### Text extract
----------------------------------------
The book is lengthy, comprising some 471 pages, including the index. I found it to be fascinating at the outset, though the oft repeated anti-Semitic Nazi party line became a bit tedious toward the end.

Surprisingly, the defendants were willing to talk to Captain Gilbert quite openly... displaying lewdness, bigotry, hatred, stupidity, piousness, resignation, and every extreme of emotion that any group of men might display under similar pressures. One can really get a flavor for what these men of Hitler's inner sanctum were like.

After finishing this book, I was left with some questions, and a rather disturbing conclusion, that should not have surprised me but did. I wondered why they decided to try all these men simultaneously. Normally criminals are tried separately, not as a group. The defendants were judged guilty/not guilty of different crimes, indeed they were widely different in beliefs and temperament as well as tasking within the Dritte Reich. So why did they do it that way? The sentencing tends to support my questioning this as they were not sentenced as a group.

Initially, Goering was able to exert his yet considerable influence upon his co-defendants. As things began to heat up, and people saw, among other things, the incredible wealth of stolen artwork in Goering's larder, the absolutely horrifying conditions of the concentration camps, the lies, the signatures on orders, etc., his hold on them was broken. It was broken further when he was prevented from communicating with them. It was surprising how powerful he was perceived to be by the others who would hang with him... almost literally. Gilbert shows this in great detail by the words and activities of the other prisoners he chronicled.
----------------------------------------
### What you need to do
Resume the book review about Captain Gilbert's account of the Nuremberg defendants, picking up after its final sentence. The rows that follow are not needed for this.
----------------------------------------
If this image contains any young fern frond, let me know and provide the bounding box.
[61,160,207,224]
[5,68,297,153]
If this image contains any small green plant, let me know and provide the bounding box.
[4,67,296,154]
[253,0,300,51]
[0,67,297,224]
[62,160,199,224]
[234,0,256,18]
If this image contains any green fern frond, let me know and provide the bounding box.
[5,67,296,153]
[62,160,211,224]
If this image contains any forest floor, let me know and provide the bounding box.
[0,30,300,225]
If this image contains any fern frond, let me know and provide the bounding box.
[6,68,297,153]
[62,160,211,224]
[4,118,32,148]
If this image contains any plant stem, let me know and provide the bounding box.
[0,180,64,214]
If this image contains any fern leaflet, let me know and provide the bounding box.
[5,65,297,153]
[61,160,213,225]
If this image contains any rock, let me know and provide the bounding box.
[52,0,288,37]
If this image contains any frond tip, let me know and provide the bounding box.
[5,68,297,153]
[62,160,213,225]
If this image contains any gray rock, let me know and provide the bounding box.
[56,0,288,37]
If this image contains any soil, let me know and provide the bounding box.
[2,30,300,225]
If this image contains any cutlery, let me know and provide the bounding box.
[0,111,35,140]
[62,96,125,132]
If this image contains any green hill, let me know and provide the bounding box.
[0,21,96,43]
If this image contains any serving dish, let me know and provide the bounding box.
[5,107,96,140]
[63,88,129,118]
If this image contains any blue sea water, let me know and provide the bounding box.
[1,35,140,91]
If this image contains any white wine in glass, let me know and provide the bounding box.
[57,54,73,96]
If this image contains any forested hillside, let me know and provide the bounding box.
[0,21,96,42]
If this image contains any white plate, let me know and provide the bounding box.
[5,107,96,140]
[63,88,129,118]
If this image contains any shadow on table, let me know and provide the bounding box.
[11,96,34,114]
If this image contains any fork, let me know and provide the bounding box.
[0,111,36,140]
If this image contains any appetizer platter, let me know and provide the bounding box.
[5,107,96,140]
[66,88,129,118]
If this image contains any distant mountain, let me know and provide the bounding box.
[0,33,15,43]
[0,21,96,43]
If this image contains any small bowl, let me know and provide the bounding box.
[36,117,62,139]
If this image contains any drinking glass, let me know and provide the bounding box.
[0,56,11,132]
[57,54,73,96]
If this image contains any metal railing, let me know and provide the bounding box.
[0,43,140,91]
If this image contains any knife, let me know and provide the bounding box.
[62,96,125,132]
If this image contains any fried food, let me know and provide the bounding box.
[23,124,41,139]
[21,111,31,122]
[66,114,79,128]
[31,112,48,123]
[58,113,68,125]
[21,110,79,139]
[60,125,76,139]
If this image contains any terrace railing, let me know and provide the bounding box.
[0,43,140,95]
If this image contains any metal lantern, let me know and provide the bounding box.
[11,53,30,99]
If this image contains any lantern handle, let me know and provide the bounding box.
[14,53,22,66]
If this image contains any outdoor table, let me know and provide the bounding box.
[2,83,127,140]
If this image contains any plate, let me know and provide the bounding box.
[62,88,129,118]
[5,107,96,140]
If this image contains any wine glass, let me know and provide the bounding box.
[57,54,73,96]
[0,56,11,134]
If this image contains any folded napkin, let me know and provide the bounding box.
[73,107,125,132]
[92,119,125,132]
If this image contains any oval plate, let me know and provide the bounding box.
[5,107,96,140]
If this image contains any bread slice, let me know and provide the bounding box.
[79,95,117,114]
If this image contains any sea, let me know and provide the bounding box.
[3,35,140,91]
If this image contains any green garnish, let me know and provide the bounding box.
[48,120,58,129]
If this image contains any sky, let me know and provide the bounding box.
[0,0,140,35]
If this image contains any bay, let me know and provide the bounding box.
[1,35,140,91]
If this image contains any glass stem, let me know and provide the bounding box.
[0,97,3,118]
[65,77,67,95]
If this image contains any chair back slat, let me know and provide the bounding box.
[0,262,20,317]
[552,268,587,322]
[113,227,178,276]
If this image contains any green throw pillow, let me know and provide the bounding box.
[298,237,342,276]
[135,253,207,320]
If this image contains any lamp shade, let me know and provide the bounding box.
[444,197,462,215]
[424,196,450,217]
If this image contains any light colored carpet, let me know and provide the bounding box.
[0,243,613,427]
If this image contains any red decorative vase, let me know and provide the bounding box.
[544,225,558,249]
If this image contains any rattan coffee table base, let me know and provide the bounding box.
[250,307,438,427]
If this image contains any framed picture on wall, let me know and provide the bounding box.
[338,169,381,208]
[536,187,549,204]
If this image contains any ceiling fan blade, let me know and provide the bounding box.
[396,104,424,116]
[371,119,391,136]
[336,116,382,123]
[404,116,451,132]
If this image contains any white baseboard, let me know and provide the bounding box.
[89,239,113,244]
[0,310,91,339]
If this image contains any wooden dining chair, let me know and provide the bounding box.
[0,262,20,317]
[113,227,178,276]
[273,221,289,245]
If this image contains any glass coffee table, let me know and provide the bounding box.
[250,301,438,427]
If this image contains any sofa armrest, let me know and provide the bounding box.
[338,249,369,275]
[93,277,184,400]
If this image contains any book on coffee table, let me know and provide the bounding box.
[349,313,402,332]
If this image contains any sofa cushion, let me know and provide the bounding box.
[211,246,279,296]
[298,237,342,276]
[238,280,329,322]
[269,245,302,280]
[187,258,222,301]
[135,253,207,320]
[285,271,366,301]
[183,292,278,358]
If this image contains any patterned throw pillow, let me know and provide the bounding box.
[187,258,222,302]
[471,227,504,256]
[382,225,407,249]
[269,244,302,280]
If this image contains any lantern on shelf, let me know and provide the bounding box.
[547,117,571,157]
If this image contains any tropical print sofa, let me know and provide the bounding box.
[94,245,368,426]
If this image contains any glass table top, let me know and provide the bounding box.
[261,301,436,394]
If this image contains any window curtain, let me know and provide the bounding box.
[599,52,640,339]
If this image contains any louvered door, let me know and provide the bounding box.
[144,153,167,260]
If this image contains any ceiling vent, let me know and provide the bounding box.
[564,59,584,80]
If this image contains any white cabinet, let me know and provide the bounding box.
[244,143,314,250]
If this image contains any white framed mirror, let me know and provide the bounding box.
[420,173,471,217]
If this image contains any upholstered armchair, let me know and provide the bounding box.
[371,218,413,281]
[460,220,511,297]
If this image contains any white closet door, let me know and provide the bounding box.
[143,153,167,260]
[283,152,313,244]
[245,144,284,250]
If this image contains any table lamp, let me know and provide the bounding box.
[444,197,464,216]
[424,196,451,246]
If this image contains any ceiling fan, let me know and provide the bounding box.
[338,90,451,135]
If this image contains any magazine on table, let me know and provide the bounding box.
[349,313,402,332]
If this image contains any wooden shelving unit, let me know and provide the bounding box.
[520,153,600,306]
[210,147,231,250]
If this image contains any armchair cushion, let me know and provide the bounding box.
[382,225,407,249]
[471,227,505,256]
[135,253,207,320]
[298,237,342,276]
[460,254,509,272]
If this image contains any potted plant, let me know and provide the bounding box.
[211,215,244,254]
----------------------------------------
### Right answer
I was surprised by what I saw of the monsters of the Dritte Reich. What surprised me most was that they were not monsters at all. They were just ordinary men. As a group, more intelligent on the average than most, but still fairly run-of-the-mill in terms of character and judgment. Yes, they were racists, certainly they were guilty of many crimes... but for all that, they were not significantly different from many other men of their time... not so very different than men of our own era. They sought to put the blame on others, to justify their actions by comparing themselves to other men in history, to deny knowledge... much like our own politicians do when they get some body part from the nether regions caught in a trap. (I was very much reminded of the words of William Jefferson Clinton during the Monica scandal.)

This is the truly scary part... the fact that they were not monsters. For if they were not monsters, then what makes them different from any one of us? Could not any of us, even including those of us blessed with high intellect, be seduced by a charismatic leader?

This is one that more people should be reading today, lest history repeat itself. The message is timeless... and should never, ever, be forgotten.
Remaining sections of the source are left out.